* [Collected data]
========
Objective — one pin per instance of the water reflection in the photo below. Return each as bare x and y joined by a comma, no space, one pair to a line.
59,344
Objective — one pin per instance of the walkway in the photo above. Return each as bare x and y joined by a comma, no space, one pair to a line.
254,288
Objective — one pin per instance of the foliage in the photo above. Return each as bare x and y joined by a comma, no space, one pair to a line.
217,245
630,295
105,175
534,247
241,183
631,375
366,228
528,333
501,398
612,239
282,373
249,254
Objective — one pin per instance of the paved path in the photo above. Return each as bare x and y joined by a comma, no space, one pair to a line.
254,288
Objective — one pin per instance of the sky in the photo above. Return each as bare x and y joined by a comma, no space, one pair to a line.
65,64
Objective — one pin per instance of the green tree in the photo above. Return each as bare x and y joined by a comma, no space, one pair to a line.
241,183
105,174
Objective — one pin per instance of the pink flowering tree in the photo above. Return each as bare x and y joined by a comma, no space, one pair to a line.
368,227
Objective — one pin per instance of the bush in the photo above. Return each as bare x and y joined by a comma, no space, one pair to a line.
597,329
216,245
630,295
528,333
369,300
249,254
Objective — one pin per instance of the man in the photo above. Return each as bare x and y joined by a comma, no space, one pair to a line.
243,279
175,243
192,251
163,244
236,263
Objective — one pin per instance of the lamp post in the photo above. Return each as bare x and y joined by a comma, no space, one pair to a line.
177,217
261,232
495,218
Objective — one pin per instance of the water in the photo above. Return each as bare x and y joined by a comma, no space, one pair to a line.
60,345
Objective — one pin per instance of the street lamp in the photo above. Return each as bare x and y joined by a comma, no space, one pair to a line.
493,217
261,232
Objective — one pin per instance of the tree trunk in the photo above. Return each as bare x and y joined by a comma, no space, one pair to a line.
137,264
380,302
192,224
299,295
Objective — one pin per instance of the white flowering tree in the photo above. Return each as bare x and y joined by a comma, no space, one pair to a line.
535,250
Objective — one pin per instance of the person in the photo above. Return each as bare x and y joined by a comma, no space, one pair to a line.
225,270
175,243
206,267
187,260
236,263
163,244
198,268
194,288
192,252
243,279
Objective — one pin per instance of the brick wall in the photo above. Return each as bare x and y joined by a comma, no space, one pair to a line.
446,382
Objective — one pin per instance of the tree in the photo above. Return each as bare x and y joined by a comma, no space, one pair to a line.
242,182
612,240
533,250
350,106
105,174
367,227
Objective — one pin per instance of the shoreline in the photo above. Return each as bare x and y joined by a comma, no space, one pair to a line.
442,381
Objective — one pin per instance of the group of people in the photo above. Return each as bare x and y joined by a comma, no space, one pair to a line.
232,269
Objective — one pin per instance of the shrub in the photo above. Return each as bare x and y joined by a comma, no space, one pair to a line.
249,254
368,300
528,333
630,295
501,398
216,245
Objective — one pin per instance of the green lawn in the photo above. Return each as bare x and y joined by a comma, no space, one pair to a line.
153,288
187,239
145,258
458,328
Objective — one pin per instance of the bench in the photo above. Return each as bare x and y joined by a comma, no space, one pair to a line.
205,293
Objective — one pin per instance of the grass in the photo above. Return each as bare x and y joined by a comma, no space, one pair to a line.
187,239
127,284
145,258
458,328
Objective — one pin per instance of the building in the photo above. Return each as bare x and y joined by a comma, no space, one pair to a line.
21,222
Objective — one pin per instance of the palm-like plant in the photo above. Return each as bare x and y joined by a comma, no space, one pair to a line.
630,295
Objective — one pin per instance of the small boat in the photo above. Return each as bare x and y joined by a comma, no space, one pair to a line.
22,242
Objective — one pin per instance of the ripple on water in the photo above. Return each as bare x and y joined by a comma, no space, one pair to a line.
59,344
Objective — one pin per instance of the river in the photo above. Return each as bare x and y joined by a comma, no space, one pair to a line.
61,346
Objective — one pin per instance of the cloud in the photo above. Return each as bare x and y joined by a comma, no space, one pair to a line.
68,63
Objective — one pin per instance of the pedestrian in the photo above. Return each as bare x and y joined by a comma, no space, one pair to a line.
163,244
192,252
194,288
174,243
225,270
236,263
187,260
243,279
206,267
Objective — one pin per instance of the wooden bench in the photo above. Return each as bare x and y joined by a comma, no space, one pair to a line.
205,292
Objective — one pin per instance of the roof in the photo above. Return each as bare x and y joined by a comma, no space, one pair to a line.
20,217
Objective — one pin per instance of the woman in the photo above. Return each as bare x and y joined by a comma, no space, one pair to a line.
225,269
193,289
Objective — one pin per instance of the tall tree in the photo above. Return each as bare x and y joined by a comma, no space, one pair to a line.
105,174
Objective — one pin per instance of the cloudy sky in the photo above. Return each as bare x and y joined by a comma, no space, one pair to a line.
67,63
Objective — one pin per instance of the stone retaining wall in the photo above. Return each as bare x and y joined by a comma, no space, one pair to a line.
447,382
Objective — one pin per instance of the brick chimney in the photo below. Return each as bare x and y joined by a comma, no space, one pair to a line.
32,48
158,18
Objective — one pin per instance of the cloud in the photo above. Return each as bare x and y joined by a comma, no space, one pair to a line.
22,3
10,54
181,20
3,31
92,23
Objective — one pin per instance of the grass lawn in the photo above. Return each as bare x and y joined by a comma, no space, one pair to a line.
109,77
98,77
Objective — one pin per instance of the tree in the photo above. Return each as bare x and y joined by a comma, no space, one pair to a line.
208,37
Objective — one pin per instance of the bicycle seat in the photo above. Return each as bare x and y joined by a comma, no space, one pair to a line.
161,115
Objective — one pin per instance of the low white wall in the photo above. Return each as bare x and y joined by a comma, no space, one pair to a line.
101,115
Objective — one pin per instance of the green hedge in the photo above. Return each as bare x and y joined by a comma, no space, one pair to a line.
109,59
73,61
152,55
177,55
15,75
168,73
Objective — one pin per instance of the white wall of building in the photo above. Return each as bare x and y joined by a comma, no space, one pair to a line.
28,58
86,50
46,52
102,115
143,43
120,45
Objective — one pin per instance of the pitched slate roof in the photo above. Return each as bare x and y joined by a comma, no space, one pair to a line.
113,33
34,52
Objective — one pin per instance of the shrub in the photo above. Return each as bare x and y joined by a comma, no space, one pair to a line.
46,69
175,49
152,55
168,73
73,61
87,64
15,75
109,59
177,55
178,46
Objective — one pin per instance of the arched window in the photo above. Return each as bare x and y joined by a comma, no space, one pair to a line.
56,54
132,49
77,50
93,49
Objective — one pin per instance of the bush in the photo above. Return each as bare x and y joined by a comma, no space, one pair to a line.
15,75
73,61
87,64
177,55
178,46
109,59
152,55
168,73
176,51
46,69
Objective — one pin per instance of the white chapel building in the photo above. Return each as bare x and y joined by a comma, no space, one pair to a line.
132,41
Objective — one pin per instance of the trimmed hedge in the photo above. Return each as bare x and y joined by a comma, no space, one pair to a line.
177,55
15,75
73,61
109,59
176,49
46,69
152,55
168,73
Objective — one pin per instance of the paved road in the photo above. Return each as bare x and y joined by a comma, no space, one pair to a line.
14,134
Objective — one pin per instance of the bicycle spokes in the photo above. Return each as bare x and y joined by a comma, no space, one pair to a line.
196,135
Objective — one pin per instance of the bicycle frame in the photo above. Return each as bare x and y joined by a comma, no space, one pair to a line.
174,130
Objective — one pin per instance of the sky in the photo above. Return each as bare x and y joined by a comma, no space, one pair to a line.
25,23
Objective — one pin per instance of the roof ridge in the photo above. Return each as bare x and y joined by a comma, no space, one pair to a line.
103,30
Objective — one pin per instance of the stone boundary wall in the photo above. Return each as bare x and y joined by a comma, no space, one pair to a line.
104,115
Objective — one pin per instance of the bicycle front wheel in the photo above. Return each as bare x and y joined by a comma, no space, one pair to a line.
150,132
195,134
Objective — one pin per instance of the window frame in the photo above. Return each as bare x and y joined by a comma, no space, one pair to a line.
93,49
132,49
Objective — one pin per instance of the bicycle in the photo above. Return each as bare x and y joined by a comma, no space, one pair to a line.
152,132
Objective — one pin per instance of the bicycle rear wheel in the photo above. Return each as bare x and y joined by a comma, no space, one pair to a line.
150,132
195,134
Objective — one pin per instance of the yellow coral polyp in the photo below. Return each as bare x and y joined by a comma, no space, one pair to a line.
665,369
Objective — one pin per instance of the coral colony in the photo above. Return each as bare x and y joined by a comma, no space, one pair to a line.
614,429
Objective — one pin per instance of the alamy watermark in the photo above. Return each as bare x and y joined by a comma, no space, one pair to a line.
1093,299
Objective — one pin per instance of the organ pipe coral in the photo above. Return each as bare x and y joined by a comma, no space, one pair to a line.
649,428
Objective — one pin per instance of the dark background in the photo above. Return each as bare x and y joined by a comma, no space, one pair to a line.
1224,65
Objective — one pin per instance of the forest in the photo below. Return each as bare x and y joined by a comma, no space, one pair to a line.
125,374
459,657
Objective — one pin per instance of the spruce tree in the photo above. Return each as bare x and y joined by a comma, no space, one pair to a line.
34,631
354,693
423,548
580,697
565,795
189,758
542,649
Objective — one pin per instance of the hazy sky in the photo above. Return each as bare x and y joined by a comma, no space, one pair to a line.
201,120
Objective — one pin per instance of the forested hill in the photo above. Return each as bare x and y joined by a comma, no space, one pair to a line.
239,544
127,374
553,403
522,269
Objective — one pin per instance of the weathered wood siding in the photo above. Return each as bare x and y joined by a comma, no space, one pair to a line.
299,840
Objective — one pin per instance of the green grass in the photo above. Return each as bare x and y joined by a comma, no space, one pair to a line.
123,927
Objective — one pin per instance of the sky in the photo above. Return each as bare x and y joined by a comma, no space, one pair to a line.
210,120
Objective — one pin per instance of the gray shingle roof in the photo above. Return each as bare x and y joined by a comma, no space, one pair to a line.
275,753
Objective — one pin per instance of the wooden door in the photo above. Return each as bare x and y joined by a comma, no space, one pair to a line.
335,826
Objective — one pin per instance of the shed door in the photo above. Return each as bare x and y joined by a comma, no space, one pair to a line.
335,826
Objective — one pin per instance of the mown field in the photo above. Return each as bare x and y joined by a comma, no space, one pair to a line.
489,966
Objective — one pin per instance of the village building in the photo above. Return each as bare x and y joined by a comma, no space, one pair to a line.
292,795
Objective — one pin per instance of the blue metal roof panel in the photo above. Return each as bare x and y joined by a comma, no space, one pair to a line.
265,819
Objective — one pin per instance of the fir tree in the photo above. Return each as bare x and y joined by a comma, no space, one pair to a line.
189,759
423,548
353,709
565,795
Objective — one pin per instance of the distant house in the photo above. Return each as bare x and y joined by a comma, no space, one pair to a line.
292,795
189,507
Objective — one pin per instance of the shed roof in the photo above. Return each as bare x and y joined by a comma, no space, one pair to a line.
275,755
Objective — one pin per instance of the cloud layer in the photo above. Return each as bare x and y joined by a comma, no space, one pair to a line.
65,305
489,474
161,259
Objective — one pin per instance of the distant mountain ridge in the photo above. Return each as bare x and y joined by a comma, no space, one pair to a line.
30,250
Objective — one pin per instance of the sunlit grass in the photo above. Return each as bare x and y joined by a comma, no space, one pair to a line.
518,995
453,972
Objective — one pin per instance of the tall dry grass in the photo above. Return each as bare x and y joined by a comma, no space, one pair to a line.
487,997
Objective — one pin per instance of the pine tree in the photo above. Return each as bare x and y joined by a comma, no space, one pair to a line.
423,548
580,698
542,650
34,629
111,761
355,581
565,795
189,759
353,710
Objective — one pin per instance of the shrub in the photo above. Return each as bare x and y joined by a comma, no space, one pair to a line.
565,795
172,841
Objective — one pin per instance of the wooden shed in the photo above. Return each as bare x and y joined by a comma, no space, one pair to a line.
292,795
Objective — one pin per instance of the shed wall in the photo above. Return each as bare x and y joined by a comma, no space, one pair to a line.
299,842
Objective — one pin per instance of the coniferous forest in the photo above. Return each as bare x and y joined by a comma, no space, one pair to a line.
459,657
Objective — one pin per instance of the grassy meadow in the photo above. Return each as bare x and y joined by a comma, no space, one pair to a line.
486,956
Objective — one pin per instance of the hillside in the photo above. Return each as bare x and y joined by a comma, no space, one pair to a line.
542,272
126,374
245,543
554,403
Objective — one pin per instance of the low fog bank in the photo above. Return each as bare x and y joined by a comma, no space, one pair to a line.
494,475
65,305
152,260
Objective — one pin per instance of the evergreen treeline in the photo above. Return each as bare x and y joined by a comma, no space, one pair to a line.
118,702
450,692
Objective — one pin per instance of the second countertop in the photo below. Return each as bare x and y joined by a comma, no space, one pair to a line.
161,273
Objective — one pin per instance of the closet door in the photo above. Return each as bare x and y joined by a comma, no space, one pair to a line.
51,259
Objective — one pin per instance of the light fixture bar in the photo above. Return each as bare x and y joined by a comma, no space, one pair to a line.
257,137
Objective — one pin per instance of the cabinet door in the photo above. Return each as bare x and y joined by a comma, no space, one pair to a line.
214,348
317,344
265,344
========
* [Task to complete] The lines to set down, exactly and with both ends included, run from the one containing "Objective — one pin per instance of the evergreen" to the last line of the data above.

* [Exercise solution]
Objective — one pin per instance of the evergreen treeline in the photo above. Return each as bare x and y joined by a comma, no space, one pair to a line.
118,702
450,692
Objective — one pin per instance of the second countertop in the photo below. Return each as bare x and y joined by a comma, no space, one pair to a line.
161,273
Objective — one pin per instance of the closet door in the photo above. Return each as bare x and y joined by a comma, no space, one pair to a line.
51,259
Objective — one pin per instance of the light fixture bar in the photo above. Return each as bare x and y joined by a comma, no space, one pair to a line.
257,137
Objective — one pin per instance of the cabinet door in the photo above. Return each as bare x and y joined by a comma, no space, one pair to a line.
214,348
317,344
265,344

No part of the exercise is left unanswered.